GIVEN TASK A »
Answer these questions about the post on feeling like a victim:
(i) How many roles does the post refer to?
(ii) What does the victim outsource?
(iii) What does feeling sorry for oneself get, according to the post?
GIVEN TASK B » Copy from the post on feeling like a victim the passage that opens with the words containing "If this is you, then" and closes with "power to others.", keeping every character unchanged.

Did sh** happen TO you in the past and now - weeks, months, or even years later- you continue to feel like YOU *ARE* A VICTIM of this person or event?
If this is you, then you might want to stop & consider this:
If you feel like a victim -or if you are inhabiting ANY ONE of these three roles- notice how other people are THUS assigned the other two roles.
As a VICTIM you may say things like: "S/HE DID THIS TO ME! IT IS THEIR FAULT! *S/HE* *MAKES* me sad. POOR ME!! I HAVE NO POWER to change this. They oppress me. I am powerless! etc"
As a victim, I DO NOT HAVE TO TAKE RESPONSIBILITY for my own emotional state. I outsource my happiness & give my power to others.
If being a victim beyond a factual event in the past becomes my IDENTITY, I disempower myself. Feeling sorry for myself gets me A LOT OF ATTENTION.

[Point labeling examples]
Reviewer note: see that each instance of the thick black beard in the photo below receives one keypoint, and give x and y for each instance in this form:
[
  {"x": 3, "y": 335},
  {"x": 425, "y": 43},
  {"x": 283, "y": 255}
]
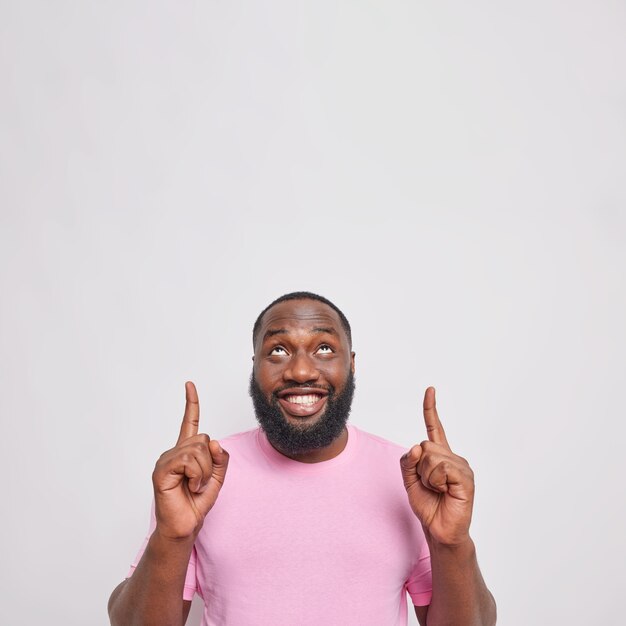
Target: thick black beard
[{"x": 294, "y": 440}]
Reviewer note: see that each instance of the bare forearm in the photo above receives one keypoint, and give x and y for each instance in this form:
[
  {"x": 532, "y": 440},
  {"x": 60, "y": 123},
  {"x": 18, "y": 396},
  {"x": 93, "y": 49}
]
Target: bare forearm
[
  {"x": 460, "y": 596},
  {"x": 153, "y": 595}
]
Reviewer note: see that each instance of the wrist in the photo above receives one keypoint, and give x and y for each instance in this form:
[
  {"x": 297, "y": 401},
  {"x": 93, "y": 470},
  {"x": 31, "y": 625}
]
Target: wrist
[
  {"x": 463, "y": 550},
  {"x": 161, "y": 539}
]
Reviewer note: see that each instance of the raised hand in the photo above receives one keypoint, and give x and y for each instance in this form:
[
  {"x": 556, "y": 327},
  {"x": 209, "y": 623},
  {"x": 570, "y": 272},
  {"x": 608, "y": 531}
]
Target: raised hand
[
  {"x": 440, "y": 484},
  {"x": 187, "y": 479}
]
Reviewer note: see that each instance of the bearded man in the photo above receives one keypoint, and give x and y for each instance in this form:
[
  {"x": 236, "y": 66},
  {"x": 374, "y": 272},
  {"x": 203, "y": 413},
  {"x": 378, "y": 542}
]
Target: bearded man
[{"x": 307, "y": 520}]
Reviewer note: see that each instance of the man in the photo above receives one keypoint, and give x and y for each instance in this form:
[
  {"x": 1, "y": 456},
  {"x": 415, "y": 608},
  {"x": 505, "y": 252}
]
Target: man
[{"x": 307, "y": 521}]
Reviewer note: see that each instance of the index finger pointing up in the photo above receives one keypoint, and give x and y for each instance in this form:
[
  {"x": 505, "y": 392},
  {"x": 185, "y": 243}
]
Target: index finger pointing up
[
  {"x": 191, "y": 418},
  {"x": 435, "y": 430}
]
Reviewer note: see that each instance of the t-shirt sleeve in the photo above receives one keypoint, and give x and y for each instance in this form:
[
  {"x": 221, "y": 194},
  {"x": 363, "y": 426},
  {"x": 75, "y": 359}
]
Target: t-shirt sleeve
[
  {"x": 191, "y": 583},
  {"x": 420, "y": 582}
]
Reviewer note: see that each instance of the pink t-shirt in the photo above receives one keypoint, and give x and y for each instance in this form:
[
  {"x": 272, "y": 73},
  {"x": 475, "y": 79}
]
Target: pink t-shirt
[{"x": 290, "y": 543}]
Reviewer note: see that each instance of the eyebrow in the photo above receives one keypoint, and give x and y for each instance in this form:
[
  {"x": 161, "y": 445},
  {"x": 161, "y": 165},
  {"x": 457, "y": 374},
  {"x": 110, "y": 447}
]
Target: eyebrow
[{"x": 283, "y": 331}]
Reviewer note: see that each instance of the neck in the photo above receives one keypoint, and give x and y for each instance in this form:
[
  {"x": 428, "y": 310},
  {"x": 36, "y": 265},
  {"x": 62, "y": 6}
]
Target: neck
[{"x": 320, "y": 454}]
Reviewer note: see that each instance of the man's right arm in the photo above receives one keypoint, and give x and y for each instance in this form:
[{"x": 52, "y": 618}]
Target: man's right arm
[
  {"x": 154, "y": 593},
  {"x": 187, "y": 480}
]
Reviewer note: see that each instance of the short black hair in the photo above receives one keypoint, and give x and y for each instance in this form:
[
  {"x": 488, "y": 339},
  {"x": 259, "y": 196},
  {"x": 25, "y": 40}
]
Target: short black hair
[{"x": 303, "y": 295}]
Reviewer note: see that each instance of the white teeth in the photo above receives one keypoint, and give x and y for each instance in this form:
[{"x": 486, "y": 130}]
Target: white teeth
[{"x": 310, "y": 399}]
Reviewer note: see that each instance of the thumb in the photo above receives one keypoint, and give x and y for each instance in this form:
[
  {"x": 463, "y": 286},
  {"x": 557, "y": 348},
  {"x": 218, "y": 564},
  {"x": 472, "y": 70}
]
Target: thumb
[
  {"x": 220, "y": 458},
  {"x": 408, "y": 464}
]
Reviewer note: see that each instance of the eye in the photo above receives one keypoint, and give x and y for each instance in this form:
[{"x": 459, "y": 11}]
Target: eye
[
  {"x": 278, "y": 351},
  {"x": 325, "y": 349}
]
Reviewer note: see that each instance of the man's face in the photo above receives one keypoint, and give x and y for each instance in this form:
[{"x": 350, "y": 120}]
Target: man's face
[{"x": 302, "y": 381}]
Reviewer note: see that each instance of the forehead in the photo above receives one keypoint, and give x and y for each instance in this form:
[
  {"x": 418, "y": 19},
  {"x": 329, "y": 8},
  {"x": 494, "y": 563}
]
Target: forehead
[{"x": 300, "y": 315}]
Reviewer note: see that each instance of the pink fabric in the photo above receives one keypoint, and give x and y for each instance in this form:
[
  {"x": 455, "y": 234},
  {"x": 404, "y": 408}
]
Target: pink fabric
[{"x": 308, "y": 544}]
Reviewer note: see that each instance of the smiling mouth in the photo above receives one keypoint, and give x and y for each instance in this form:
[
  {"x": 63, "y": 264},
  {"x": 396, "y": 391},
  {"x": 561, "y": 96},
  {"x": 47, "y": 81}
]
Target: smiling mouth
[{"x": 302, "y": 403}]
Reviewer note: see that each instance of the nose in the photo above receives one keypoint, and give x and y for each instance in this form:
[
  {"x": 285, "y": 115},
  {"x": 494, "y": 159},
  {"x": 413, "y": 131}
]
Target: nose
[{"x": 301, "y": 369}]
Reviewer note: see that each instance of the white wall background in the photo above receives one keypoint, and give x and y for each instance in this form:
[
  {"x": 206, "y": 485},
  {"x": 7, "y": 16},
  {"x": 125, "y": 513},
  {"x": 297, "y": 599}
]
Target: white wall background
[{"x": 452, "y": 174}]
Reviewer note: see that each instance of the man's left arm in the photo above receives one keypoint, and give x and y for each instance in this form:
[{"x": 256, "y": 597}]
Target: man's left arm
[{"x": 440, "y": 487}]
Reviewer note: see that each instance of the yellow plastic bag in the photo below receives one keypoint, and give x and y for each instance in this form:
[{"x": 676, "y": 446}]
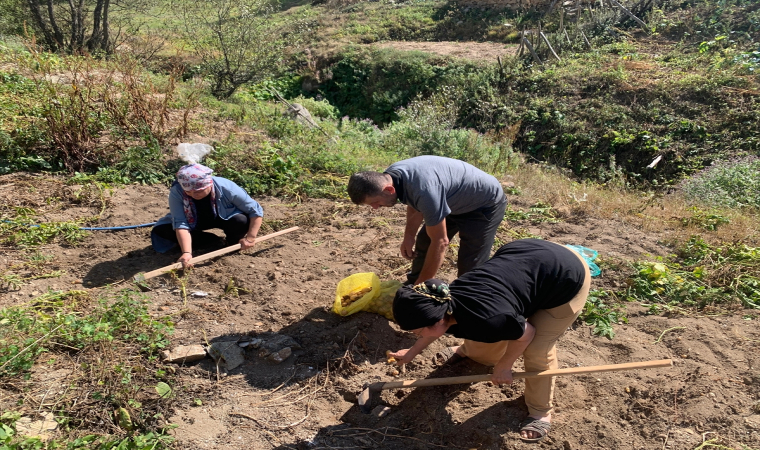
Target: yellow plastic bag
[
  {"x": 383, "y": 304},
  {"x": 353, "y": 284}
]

---

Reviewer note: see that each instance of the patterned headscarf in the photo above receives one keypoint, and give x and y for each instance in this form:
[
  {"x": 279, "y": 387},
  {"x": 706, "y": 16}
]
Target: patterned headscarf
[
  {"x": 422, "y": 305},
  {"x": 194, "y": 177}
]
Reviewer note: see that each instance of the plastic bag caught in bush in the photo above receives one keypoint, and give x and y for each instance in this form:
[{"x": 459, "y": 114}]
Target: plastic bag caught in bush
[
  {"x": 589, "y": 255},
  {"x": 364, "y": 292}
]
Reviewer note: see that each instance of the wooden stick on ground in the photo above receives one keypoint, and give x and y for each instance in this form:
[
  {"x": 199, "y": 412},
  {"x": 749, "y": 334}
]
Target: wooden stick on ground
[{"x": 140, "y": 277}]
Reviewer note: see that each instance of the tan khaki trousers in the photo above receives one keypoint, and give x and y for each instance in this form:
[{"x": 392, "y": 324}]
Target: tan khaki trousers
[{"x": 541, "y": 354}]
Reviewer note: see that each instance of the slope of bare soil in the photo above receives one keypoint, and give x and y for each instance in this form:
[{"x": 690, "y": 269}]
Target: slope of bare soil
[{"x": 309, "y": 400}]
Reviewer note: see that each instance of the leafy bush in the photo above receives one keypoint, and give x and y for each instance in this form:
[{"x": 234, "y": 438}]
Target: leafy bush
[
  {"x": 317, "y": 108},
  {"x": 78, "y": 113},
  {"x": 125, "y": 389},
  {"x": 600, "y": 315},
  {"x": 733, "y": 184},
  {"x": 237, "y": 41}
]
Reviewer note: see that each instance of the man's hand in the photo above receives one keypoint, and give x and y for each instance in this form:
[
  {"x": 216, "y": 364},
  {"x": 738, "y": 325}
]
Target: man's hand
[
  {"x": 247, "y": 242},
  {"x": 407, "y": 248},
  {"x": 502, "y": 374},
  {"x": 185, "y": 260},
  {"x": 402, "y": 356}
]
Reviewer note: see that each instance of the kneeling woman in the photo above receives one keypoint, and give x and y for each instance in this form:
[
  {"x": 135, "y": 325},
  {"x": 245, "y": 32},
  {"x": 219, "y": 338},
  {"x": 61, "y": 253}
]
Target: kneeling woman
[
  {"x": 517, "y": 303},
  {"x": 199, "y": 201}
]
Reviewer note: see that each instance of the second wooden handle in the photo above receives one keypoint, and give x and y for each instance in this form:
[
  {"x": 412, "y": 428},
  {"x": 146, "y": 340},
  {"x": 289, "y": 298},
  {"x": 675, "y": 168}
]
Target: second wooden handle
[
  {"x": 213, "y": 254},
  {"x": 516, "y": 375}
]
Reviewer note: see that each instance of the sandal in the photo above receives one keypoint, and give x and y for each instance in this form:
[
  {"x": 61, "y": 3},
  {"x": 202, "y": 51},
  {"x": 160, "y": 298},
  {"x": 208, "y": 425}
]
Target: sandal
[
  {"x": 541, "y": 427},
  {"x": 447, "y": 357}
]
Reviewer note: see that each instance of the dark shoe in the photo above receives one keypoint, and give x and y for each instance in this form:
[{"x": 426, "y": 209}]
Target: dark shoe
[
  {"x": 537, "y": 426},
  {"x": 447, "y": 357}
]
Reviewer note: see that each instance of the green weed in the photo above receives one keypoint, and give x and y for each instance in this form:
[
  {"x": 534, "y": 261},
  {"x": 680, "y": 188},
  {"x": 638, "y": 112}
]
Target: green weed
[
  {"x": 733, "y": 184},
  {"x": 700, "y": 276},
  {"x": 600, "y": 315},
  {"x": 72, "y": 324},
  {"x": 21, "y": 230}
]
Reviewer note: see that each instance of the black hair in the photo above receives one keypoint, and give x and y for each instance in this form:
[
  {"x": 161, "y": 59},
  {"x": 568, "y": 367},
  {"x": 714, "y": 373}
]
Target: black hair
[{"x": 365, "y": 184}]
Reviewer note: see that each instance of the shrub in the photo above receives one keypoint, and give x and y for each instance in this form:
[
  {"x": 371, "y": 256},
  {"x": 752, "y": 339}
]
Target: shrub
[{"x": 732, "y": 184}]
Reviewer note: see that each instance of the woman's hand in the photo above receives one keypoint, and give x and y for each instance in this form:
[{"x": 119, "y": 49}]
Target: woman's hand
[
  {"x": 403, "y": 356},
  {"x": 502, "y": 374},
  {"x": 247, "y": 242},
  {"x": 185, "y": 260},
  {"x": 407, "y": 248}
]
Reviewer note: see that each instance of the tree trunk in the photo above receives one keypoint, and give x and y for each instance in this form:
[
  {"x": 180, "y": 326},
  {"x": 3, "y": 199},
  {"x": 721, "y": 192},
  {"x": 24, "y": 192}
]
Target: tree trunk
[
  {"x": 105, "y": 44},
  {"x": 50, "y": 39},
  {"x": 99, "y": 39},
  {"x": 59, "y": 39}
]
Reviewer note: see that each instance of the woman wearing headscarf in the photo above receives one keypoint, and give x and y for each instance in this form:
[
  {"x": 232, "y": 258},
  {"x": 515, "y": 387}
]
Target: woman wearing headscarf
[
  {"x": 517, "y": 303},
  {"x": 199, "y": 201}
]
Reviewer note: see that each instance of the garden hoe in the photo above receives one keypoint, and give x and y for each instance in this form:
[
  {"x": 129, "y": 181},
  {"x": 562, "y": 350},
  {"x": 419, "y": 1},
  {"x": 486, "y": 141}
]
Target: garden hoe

---

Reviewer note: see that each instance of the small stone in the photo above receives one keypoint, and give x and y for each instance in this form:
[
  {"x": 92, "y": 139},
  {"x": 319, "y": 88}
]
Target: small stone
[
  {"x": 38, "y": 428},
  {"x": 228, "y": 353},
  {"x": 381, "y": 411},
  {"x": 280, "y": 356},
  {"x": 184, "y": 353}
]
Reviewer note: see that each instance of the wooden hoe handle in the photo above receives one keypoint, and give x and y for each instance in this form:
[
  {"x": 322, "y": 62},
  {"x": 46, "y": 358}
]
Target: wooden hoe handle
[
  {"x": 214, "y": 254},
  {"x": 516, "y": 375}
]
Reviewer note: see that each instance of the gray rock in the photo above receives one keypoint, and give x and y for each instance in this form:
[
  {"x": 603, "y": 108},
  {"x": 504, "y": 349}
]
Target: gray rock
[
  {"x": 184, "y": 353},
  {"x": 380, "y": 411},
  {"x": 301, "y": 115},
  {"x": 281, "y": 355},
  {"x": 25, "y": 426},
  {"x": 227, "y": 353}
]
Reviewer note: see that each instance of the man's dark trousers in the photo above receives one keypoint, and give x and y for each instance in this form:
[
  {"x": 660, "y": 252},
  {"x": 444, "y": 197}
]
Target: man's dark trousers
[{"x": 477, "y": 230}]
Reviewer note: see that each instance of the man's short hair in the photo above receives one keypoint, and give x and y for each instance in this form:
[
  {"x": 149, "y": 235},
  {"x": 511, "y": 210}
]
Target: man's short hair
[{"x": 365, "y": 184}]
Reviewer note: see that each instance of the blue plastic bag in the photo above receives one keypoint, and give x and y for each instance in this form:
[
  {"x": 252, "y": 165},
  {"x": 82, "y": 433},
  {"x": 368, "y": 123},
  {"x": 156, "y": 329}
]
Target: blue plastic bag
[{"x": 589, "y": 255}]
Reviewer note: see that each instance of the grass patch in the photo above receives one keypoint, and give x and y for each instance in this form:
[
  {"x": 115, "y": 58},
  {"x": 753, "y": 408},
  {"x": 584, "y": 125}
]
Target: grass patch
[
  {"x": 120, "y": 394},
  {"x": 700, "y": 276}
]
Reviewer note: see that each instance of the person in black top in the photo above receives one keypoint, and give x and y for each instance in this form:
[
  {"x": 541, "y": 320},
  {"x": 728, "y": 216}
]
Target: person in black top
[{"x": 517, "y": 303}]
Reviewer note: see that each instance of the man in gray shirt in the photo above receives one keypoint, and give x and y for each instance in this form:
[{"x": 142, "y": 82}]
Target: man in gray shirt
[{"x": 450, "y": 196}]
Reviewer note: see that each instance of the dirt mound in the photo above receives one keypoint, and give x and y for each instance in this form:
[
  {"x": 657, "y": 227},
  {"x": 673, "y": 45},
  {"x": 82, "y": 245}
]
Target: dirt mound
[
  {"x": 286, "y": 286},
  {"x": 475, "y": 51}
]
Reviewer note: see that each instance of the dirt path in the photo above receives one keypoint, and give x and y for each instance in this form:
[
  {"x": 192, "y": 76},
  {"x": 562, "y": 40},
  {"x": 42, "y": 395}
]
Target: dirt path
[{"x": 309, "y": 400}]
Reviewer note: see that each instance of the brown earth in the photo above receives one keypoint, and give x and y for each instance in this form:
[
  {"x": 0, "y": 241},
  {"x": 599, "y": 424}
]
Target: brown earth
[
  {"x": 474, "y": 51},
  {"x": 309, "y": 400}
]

EXERCISE SOLUTION A »
(i) Three
(ii) Their own happiness
(iii) A lot of attention

EXERCISE SOLUTION B »
If this is you, then you might want to stop & consider this:
If you feel like a victim -or if you are inhabiting ANY ONE of these three roles- notice how other people are THUS assigned the other two roles.
As a VICTIM you may say things like: "S/HE DID THIS TO ME! IT IS THEIR FAULT! *S/HE* *MAKES* me sad. POOR ME!! I HAVE NO POWER to change this. They oppress me. I am powerless! etc"
As a victim, I DO NOT HAVE TO TAKE RESPONSIBILITY for my own emotional state. I outsource my happiness & give my power to others.